— Begin SUPPLIED PASSAGE —
Bacolod City – Abolished by then President Rodrigo Duterte in 2018, allegedly due to overlapping functions with the projects of the Sugar Regulatory Administration (SRA) and state-run financial institutions, calls are now mounting from sugar industry leaders for the revival of the Philippine Sugar Corporation (PHILSUCOR).
PHILSUCOR, a government owned and controlled corporation, provides loans to sugar farmers and financing to facilities used in the manufacture and distribution of sugar and its byproducts.
Joseph Edgar Sarrosa and Cornelio Torreja, former PHILSUCOR board of directors, said through it, sugar farmers may no longer have a hard time in securing loans, especially for cooperatives and farmer associations who have to deal with so many requirements of the Land Bank.
Sarrosa, who had been its board of director for 10 years, disclosed that loans of sugar farmers are approved after at least a month, after due diligence, since PHILSUCOR is familiar with the sugar industry.
“It’s easier for us planters to access those funds, unlike other financing institutions, mahirap talaga (it’s really difficult),” LuzonFed chairman Cornelio Torreja disclosed.
Torreja said many of them managed to purchase cane harvesters and secured crop loans, with minimal interest, because of PHILSUCOR.
After the recent meeting between sugar industry leaders with President Ferdinand Marcos Jr., Sarrosa, who is also the vice president of the United Sugar Producers Federation (UNIFED) said that the Chief Executive expressed his intention to revisit PHILSUCOR.
PHILSUCOR was created in 1983 through Presidential Decree 1890 issued by the late President Ferdinand Edralin Marcos.
Its main function was to provide financing in the acquisition, rehabilitation, and expansion of sugar mills, refineries and other related facilities used in the manufacture, packing, storage, distribution, and shipment of sugar and its by-products and derivatives.
— End SUPPLIED PASSAGE —
» **WHAT THE TASK REQUIRES**:
Reproduce, word for word, the stretch of the sugar corporation article from "Bacolod City –" through "and its byproducts.".
— Begin GIVEN MATERIAL —
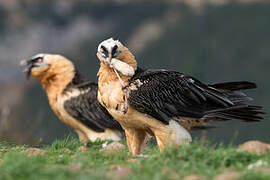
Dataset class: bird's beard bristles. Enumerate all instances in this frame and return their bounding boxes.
[110,58,135,77]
— End GIVEN MATERIAL —
» **SOLUTION TO THE PROBLEM**:
Bacolod City – Abolished by then President Rodrigo Duterte in 2018, allegedly due to overlapping functions with the projects of the Sugar Regulatory Administration (SRA) and state-run financial institutions, calls are now mounting from sugar industry leaders for the revival of the Philippine Sugar Corporation (PHILSUCOR).
PHILSUCOR, a government owned and controlled corporation, provides loans to sugar farmers and financing to facilities used in the manufacture and distribution of sugar and its byproducts.